- Challenges -
1. In the article on sailing a tight reach, what is mainsail trim largely a function of?
2. Carry the article on sailing a tight reach forward from its last sentence.

- Document -
Maintaining Control on a Tight Reach

I was out blasting around testing reaching spinnakers the other day on a new C&C 30, and I was reminded of how much fun sending it on a close reach really was. So much of our time racing these days is spent sailing windward-leeward courses that the fine art of sailing on a windy tight reach at the edge of control has almost become a lost art. It is a particularly useful skill in point-to-point and distance races. So how do you keep on the hairy edge while avoiding the wipeout?

Photo by Dan Phelps


Step #1: Have patience

The first mistake is to try to head up and sail toward the mark before you are ready. No matter how badly you want to get there, you have to have everyone in position, hiking like crazy with all the weight well aft before you start to head up. Weight is the key. If people are still on the bow, or trimmers are down in the boat, you are not ready to go. When the spinnaker is first hoisted, start at a comfortably low angle, get everyone set, and then work gradually up. Don’t worry about the mark.

Step #2: Easy in the puffs

It’s all in the hands of the trimmers. Every puff needs to be met with a generous ease of mainsail and spinnaker sheet (if you are jib reaching, ease the jib). As soon as you feel the heel start to increase, ease. Have a crew member on the rail calling puffs. Ease aggressively initially, and then trim in as the power of the puff is turned into speed. Sails will have to move in and out constantly. It is a sport!

A couple of notes on trim: the spinnaker luff should be tight. If using an asymmetrical, pull the tack line down tight. Fly the pole low with symmetrical sails. A tight luff will pull the shape forward and open up the back end of the sail. If you are jib reaching, you need to set up an outboard lead on the rail. Mainsail trim is largely a function of vang tension. Vang should be well eased in general and let off in the puffs or whenever there is too much heel.

- Rows -

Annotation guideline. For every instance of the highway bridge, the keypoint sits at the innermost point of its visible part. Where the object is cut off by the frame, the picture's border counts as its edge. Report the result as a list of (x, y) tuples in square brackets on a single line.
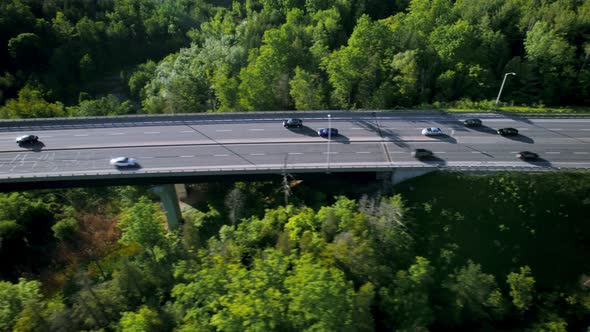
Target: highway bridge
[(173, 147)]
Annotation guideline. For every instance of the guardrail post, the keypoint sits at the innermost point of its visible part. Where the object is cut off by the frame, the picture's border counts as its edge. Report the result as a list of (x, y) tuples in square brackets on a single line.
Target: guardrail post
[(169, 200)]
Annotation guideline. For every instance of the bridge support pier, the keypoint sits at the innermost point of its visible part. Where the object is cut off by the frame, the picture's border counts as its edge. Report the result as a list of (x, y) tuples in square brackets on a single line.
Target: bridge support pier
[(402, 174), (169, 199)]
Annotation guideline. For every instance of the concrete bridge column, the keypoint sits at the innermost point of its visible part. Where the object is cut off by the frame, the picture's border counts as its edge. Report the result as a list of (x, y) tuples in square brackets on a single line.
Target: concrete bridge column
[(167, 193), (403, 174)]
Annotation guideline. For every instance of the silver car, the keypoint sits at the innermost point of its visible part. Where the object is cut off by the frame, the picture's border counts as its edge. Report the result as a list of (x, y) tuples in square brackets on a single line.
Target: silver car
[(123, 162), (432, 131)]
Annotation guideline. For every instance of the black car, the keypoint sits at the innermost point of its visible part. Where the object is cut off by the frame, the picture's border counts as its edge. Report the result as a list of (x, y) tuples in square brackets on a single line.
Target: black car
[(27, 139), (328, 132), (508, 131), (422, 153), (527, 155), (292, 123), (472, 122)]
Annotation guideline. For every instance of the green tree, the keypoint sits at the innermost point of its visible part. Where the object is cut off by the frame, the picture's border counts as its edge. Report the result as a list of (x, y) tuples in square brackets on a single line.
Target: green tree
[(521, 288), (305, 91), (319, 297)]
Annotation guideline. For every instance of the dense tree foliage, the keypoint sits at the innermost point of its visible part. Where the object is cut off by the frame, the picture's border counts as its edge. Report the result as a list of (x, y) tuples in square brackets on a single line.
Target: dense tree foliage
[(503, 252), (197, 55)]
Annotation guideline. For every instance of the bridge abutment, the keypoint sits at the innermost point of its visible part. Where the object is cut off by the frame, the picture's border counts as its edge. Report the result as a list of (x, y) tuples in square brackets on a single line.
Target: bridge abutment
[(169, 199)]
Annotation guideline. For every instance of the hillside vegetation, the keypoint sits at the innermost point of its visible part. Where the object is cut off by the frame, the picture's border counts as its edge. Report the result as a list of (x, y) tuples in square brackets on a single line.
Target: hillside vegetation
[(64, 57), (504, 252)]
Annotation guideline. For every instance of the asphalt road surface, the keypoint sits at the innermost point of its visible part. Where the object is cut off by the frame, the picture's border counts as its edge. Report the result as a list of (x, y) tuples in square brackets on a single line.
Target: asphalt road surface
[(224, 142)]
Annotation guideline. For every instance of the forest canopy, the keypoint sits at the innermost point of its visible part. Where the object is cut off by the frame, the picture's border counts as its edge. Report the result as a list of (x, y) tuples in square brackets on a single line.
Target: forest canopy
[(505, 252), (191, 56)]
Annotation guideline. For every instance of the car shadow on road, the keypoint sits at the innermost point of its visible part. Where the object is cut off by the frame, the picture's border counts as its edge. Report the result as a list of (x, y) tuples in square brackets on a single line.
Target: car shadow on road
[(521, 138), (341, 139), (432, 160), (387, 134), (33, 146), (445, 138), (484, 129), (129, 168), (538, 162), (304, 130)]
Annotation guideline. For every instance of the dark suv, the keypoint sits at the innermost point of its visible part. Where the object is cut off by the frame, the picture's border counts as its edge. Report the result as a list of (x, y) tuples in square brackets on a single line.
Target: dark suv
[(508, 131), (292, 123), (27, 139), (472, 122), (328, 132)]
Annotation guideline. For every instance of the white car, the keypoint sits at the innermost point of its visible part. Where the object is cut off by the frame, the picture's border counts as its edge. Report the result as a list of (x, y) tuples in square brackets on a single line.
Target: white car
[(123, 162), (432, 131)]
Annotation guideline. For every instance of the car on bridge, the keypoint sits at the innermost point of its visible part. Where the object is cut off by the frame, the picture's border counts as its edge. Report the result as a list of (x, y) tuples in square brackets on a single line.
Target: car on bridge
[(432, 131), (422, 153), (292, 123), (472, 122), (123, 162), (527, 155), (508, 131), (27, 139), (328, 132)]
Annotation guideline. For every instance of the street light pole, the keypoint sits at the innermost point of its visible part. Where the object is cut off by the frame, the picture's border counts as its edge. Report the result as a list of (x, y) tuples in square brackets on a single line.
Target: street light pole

- Answers to the problems -
1. Vang tension.

2.
Step #3: Anticipate and drive aggressively

Upwind, it is all about minimizing rudder movement and staying smooth. On a windy reach you can be aggressive. The helm is going to have plenty of load. You can fight it. The real trick is to anticipate. As the puff hits and the boat starts to heel, bear off aggressively to keep the boat flat. Once the power of the puff has been turned into speed, head back up. The faster you are going, the easier it is to sail higher angles. Sync with your trimmers, bearing off as they ease, heading up as they re-trim. Watch the leading edge of the spinnaker. Don’t get ahead of your trim. Notice I have never suggested looking at the mark. The mark is irrelevant. You will either make it or not as you average out bearing off in the puffs and then back up in the light spots. If you are not going to make it, don’t panic. There will be a perfect moment where, if you take the spinnaker down, you end up on a comfortable jib reach to the mark.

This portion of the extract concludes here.